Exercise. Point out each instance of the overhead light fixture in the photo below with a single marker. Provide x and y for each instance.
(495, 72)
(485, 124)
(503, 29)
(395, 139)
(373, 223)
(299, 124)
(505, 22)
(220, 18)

------------------------------------------------

* What the task asks
Rewrite the data above, swapping "overhead light fixture" for "ceiling lamp" and leaving everything else the same.

* Exercise response
Exercise. Point out each instance of the ceiling lamp in the photo below with a single marker. Provide x and y for each instance.
(495, 72)
(485, 124)
(503, 29)
(395, 139)
(373, 223)
(299, 124)
(505, 22)
(220, 18)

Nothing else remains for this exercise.